▶ PROVIDED DATA:
◇ ◇ ◇

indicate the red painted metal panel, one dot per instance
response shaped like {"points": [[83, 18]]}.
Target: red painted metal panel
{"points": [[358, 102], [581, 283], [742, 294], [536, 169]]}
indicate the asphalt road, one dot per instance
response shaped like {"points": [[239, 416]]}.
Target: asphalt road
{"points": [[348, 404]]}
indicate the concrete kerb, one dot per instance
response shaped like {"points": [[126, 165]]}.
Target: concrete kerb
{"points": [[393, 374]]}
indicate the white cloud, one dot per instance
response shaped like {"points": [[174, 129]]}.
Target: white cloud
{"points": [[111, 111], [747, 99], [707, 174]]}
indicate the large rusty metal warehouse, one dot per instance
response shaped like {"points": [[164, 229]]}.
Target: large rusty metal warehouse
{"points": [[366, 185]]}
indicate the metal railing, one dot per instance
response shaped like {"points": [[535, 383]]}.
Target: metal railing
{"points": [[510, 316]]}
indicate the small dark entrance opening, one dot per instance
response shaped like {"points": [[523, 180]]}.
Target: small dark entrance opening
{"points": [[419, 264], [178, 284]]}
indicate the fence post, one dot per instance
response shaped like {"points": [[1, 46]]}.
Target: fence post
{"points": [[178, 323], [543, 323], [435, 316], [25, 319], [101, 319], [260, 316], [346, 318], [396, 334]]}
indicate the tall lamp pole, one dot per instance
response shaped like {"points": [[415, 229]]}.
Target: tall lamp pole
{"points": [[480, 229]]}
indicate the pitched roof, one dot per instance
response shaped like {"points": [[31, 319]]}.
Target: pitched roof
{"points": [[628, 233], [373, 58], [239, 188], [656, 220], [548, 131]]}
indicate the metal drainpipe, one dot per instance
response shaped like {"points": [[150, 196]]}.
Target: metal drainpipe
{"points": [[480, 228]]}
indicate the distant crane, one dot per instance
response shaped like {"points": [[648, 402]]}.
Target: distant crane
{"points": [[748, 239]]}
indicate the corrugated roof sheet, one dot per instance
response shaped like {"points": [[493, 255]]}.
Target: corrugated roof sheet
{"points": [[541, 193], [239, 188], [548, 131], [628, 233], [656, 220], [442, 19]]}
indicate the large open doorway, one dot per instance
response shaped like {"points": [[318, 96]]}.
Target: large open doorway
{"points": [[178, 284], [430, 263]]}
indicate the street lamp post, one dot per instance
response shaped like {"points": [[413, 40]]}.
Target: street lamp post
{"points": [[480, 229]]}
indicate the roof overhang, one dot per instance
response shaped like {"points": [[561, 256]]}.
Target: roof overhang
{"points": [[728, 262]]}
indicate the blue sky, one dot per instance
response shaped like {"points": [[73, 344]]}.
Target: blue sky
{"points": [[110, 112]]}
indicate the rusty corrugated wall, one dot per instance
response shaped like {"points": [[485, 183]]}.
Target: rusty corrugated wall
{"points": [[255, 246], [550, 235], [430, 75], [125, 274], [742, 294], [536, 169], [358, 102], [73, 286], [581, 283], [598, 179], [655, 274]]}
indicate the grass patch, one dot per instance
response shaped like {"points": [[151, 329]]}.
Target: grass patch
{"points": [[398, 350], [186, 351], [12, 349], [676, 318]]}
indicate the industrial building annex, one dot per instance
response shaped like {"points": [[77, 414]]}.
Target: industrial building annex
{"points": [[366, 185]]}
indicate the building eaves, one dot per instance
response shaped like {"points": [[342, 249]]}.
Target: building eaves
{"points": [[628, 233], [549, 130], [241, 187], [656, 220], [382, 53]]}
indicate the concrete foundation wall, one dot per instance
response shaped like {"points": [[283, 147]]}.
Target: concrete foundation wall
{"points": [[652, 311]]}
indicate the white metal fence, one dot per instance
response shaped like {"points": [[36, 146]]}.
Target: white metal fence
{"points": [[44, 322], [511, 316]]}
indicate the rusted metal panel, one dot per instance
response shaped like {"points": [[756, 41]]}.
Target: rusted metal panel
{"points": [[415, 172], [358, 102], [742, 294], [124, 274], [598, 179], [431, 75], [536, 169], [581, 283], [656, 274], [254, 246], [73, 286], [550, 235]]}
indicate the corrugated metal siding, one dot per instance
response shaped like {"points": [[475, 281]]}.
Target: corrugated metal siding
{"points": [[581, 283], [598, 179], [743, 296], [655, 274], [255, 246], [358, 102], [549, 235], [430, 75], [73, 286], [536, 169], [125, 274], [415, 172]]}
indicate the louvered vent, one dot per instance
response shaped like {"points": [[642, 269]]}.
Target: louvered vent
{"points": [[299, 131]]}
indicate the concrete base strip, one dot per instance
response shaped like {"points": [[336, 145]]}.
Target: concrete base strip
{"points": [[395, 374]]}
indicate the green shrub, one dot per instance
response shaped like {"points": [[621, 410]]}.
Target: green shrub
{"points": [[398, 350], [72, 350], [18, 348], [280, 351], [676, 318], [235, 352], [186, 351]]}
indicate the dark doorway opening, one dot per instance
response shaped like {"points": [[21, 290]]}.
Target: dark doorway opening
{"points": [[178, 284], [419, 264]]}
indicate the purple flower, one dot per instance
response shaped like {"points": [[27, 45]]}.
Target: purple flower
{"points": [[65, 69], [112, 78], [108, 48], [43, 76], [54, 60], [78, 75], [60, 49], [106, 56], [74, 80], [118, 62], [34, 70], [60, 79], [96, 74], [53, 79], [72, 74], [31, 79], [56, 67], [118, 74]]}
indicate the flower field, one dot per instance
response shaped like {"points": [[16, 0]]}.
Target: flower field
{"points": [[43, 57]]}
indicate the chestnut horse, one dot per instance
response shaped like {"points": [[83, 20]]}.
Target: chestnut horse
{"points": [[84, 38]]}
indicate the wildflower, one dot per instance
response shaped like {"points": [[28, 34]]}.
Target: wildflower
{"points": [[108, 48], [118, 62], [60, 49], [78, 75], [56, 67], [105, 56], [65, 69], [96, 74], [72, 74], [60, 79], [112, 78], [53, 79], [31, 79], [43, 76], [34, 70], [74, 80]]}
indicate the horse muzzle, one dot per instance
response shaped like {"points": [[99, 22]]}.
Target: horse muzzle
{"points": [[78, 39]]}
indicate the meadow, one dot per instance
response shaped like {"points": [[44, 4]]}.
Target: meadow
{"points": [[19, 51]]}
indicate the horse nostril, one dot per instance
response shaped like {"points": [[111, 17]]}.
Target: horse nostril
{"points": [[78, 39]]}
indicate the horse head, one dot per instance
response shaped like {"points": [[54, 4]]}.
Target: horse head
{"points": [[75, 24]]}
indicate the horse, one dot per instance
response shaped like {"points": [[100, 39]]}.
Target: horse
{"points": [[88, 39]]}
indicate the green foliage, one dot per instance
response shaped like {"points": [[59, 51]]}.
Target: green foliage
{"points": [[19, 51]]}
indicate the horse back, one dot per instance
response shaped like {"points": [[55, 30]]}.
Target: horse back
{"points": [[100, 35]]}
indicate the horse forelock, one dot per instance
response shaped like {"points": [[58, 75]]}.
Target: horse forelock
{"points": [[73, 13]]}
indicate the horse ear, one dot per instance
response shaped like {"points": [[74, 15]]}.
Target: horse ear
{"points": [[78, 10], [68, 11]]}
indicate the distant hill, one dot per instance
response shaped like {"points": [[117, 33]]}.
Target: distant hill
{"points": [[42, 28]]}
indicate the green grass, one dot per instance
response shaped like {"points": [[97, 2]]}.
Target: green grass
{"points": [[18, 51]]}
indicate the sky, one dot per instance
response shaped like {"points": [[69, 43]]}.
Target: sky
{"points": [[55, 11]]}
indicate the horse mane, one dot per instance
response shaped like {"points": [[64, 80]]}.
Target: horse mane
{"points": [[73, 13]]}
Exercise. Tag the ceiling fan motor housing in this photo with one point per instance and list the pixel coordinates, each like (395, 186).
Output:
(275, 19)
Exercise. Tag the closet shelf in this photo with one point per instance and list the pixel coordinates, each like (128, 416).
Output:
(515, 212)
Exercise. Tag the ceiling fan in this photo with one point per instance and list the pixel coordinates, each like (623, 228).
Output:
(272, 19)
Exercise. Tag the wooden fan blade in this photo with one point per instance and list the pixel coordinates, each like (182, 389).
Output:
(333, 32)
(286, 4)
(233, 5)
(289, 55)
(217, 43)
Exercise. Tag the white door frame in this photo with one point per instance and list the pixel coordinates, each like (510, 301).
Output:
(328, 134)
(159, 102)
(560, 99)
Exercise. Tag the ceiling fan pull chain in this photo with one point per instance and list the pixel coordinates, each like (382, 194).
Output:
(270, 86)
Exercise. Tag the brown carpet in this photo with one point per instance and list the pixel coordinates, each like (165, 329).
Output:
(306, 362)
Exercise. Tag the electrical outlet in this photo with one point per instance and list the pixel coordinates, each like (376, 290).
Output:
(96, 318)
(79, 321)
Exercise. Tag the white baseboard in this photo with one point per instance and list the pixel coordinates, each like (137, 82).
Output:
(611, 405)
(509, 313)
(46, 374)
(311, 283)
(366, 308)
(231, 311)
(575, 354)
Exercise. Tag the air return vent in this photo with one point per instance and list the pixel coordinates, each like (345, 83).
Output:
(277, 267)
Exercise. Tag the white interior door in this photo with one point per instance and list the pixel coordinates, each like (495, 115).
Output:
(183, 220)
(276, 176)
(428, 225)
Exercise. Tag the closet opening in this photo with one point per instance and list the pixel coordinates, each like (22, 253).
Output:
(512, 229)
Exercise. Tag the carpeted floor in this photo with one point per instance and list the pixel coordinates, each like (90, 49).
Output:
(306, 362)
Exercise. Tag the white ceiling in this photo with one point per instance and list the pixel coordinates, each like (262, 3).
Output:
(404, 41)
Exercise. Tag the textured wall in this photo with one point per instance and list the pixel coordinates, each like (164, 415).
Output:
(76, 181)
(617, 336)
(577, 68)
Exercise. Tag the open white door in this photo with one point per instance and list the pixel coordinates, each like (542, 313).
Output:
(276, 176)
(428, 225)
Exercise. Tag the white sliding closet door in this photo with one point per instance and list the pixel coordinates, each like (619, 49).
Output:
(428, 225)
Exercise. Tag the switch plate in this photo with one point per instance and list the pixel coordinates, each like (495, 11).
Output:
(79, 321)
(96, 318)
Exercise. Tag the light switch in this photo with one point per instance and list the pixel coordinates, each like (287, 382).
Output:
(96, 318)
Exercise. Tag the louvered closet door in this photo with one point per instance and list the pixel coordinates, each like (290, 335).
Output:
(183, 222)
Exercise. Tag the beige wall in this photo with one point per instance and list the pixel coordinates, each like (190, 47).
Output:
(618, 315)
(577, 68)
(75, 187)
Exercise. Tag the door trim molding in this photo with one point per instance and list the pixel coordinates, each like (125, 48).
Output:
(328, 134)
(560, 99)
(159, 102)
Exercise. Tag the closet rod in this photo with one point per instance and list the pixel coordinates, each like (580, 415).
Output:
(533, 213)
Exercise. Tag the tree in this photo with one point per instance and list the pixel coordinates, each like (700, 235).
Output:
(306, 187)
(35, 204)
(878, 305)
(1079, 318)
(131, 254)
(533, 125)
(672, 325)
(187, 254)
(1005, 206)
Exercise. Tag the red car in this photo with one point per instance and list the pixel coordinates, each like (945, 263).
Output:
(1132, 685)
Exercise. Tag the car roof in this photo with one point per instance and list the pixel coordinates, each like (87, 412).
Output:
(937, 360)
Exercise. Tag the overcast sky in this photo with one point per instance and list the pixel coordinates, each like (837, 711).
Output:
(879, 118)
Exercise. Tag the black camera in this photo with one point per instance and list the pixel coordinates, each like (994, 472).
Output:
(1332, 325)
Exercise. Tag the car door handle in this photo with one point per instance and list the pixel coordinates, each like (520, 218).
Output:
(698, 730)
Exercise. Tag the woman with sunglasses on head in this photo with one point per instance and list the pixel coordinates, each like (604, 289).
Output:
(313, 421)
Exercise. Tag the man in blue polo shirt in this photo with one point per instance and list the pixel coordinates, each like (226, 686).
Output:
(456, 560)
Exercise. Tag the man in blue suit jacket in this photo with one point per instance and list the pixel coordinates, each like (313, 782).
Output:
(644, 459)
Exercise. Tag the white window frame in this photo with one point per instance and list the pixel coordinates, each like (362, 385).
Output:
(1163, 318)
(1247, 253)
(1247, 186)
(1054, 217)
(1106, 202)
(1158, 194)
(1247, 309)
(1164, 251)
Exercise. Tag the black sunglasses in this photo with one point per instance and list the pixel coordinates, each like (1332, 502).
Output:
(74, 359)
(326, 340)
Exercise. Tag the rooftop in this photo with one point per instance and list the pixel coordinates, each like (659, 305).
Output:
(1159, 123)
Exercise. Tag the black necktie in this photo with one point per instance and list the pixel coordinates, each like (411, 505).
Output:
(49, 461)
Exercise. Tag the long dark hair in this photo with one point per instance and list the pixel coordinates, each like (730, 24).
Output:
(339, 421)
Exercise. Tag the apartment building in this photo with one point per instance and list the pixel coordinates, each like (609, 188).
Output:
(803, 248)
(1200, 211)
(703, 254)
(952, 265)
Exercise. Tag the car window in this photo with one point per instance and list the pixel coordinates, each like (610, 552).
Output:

◇ ◇ ◇

▶ ACTION ITEM:
Where a line of the data above includes "ceiling", copy that line.

▶ OUTPUT OF THE TASK:
Exercise. Tag the ceiling fan motor housing in this photo with one point per instance and list the pixel coordinates, each like (395, 186).
Exercise. Tag the ceiling fan in this photo with one point per instance and list the pixel coordinates, each like (623, 228).
Exercise. Tag the ceiling fan pull chain in this photo with one point per instance and list the pixel coordinates, each like (382, 194).
Exercise. Tag the white ceiling in this photo with one point per instance and list the pixel coordinates, each like (262, 3).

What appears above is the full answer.